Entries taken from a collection
-- Opening Marker --

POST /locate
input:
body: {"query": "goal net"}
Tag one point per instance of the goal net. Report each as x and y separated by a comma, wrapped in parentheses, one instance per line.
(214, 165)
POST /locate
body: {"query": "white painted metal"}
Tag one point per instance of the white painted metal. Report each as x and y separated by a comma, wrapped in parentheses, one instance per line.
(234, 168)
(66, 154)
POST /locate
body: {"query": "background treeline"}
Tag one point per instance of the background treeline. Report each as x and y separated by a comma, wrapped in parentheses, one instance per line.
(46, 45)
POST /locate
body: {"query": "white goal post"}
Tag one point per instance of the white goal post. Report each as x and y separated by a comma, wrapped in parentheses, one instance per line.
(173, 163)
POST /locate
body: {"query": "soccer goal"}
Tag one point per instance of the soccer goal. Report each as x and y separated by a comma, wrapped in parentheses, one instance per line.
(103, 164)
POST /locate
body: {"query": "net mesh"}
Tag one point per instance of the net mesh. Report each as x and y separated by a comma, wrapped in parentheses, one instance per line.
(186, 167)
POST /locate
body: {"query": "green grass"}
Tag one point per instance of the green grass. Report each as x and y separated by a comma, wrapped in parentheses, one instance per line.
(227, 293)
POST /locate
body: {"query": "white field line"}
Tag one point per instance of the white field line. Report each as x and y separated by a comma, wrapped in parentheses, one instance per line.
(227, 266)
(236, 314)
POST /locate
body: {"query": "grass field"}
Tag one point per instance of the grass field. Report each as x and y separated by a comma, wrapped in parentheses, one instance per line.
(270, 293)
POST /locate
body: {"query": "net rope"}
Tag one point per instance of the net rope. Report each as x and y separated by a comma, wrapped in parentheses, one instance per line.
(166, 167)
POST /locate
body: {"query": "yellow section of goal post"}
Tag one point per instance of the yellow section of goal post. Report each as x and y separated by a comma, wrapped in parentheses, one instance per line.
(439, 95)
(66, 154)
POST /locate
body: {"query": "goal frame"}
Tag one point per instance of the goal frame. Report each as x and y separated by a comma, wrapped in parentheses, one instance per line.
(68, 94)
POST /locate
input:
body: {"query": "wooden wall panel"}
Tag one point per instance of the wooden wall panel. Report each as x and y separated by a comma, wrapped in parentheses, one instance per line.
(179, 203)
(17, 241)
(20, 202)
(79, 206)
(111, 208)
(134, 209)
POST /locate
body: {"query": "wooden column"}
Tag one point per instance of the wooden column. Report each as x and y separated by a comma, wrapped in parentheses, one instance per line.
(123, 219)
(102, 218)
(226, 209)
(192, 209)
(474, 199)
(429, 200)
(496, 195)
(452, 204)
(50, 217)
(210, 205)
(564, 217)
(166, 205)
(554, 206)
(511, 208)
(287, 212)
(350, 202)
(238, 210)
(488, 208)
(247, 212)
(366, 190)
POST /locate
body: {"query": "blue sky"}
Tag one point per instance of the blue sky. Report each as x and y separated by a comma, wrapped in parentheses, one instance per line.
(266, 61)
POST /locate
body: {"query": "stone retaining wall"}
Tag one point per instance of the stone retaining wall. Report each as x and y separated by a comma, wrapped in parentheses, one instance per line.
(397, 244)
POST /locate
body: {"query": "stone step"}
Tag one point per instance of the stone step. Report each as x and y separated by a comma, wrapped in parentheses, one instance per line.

-- Closing Marker --

Assignment. Your task is to retype all of the lines above exactly.

Task result.
POST /locate
input:
body: {"query": "goal net"}
Tag one point per instance of the goal net. Report each as x and y separated by a comma, wrapped in parentheses, one instance per line.
(214, 165)
POST /locate
body: {"query": "white painted metal"}
Tag one point per instance of the white painted metal. Report each as x and y separated by a comma, wrapped in parentheses, one instance per line.
(234, 168)
(66, 154)
POST /locate
body: {"query": "background treeline"}
Tag one point per instance of the background treeline. Report each as x and y separated by a comma, wrapped in parentheses, one instance per line.
(46, 45)
POST /locate
body: {"query": "white goal post"}
Tag one point per instance of the white goal post. Report each as x and y separated by a comma, wrapped in parentheses, one instance per line.
(173, 163)
POST /locate
body: {"query": "soccer goal"}
Tag one point per instance of the soccer goal. Report each as x and y separated by a comma, wrapped in parentheses, one instance per line.
(103, 164)
POST /locate
body: {"query": "net mesh"}
Tag one point per instance of the net mesh. Report each as x and y separated by a comma, wrapped in parentheses, one instance per line.
(186, 167)
POST /locate
body: {"query": "green grass"}
Tag one point per instance of the green grass. Report each as x and y separated by a comma, wrapped in parentheses, one instance per line.
(227, 293)
POST /locate
body: {"query": "white field line"}
Tag one point per instance of the white field line. Report each as x and y separated by a comma, wrapped in parentheses, one instance per line.
(227, 266)
(236, 314)
POST /locate
body: {"query": "grass field"}
Tag one point per instance of the grass field. Report each as x and y separated by a comma, wrapped in parentheses, one instance per line.
(270, 293)
POST /locate
body: {"query": "net rope"}
Tag one point per instance of the net rope. Report each as x and y separated by a comma, wrapped in parentheses, one instance per line.
(166, 167)
POST /locate
body: {"query": "yellow section of goal post"}
Tag one point per instance of the yellow section of goal post. Report each as x and y separated by a comma, wrapped in parentheses, one instance per line.
(439, 95)
(66, 154)
POST /locate
body: {"query": "goal frame"}
Tag one point per instance of the goal frame. Report each as x and y separated by a comma, wrapped in parentheses, one instance per line.
(68, 94)
POST /locate
input:
body: {"query": "wooden wall panel"}
Tag one point per instance of the wooden wall panel. Report each as x and y separated by a comma, wrapped in parentheses, one instance per line.
(179, 203)
(17, 241)
(20, 202)
(79, 206)
(111, 208)
(134, 209)
POST /locate
body: {"query": "wooden column"}
Tag one point per instance of the wooden column. Report each as x and y separated by a comma, wrapped in parentheses, one instance per line.
(123, 219)
(102, 218)
(226, 209)
(192, 209)
(474, 199)
(429, 200)
(496, 195)
(452, 204)
(50, 217)
(210, 205)
(564, 217)
(166, 205)
(554, 206)
(511, 208)
(287, 212)
(350, 202)
(238, 210)
(488, 208)
(247, 212)
(366, 190)
POST /locate
body: {"query": "blue sky"}
Tag one point per instance of the blue sky. Report each as x and y separated by a comma, wrapped in parentheses, one instance per line.
(266, 61)
POST /locate
body: {"query": "stone retaining wall"}
Tag one point per instance of the stone retaining wall. Report each as x and y separated by a comma, wrapped in parentheses, one instance per line.
(397, 244)
POST /locate
body: {"query": "stone step"}
Tag one point per instance of the stone step. Report each as x and y separated by a comma, wrapped in parentheses, one instance per line.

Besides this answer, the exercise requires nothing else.